_Exercise input_.
::::
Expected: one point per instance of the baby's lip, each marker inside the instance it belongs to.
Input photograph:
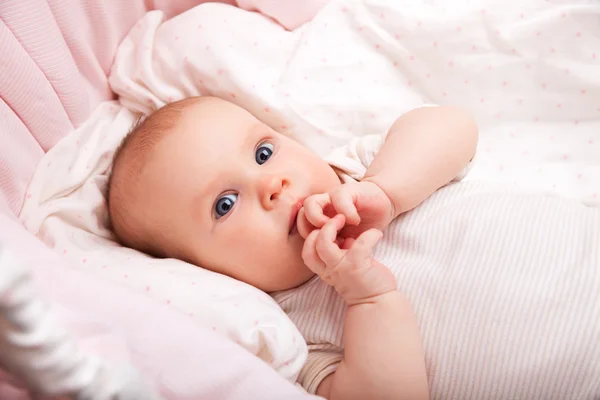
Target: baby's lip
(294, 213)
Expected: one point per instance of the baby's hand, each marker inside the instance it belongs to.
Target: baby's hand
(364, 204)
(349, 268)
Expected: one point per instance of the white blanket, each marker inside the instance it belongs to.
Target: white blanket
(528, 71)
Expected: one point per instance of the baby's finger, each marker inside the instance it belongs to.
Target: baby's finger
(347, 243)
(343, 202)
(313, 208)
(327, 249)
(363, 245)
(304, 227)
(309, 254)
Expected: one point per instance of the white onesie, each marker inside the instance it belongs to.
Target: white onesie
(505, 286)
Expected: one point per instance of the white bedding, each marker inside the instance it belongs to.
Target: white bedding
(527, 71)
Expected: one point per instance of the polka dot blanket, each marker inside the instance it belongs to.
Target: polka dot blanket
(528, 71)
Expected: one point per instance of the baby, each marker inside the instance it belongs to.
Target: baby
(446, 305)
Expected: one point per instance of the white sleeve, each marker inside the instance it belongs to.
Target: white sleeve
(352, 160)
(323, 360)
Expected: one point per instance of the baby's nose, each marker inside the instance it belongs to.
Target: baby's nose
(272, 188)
::::
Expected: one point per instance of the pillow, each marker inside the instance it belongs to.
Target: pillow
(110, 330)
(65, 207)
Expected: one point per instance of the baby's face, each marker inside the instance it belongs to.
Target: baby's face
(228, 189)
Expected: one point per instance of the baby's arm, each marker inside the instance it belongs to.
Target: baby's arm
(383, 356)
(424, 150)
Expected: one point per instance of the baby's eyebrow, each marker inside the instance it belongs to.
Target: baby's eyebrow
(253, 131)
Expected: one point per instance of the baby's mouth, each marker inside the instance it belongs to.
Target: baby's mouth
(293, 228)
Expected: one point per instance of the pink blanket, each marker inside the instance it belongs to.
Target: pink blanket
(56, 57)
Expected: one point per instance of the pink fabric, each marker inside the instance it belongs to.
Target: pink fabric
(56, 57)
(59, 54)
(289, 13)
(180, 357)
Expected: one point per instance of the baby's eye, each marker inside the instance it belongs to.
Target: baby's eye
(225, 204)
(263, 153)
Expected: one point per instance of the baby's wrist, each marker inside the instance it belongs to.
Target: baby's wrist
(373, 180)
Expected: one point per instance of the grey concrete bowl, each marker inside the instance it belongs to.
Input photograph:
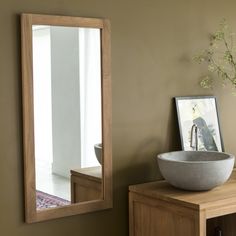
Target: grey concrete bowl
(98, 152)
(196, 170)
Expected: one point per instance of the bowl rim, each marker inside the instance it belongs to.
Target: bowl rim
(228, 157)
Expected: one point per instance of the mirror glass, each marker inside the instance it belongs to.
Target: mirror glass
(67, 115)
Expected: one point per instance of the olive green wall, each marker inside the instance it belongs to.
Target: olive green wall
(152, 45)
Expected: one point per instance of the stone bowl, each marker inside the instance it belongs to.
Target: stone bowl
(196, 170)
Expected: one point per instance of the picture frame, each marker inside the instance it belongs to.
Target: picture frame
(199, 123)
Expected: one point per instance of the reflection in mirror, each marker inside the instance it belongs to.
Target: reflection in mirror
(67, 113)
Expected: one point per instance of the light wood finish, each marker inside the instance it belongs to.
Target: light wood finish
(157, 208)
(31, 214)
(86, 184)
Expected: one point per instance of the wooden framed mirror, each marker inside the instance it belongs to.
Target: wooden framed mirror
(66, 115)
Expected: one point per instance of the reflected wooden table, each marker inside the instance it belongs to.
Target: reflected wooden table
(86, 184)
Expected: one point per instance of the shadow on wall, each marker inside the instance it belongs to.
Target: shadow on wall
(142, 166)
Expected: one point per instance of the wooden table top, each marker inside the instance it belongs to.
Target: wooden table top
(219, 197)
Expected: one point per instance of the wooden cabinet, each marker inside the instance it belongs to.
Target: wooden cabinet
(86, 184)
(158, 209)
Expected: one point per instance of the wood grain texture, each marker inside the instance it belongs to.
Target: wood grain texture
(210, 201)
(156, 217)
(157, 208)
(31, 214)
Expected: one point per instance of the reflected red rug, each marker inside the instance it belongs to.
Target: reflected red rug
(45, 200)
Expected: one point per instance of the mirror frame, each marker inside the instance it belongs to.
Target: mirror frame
::::
_Exercise brief_.
From the material above, set down exactly the lines between the line holding "Target: mirror glass" and the line holding "Target: mirror frame", inclusive. Include nothing else.

_Reply_.
Target: mirror glass
(67, 115)
Expected: one point per instance of the olive green wall, each marker inside the instance it belongs to.
Target: olive green wall
(152, 45)
Expected: one point per instance of the stone bowl, each marker inside the instance it belongs to.
Target: stone bowl
(196, 170)
Expected: one point per instance of the picture frame, each marker inside the instance it belongs to.
Target: picture frame
(199, 123)
Expected: one point per instance of the reflection in mirror, each marker inside the instance it belongs to.
Target: reflection in mirror
(67, 113)
Expected: one point per instance of the light wood finish, each marker inside the instance it belongs to.
Target: light wood finish
(157, 208)
(31, 214)
(86, 184)
Expected: one point per instance of the wooden framed mirror, each marker inside the instance it belongs to.
Target: wooden framed mirror
(66, 115)
Expected: one point per instance of the reflected wooden table, each marker inside the instance it belongs to.
Target: reflected wooden table
(86, 184)
Expected: one point per instance of the shadow on wall, each marker inside the instance it belongs to.
Target: shadow on wall
(142, 166)
Expected: one point per instance of the wooden table top, each marker inside the instance it belongs to.
Target: wooden table top
(219, 197)
Expected: one point per instance of the wooden cabinet, each marker inside the instance it belongs to.
Target: wooden cabinet
(86, 184)
(158, 209)
Expected: one point per instance of the wood grain texture, each marker inside the instance it belongs to.
Target: wood grain texture
(210, 201)
(156, 217)
(157, 208)
(31, 214)
Expected: one point per instance of the reflected red rug, each marker inside the instance it belongs to.
Target: reflected red rug
(45, 200)
Expected: one point per instance of the mirror frame, each marker inside the instance it belongs to.
Target: mirror frame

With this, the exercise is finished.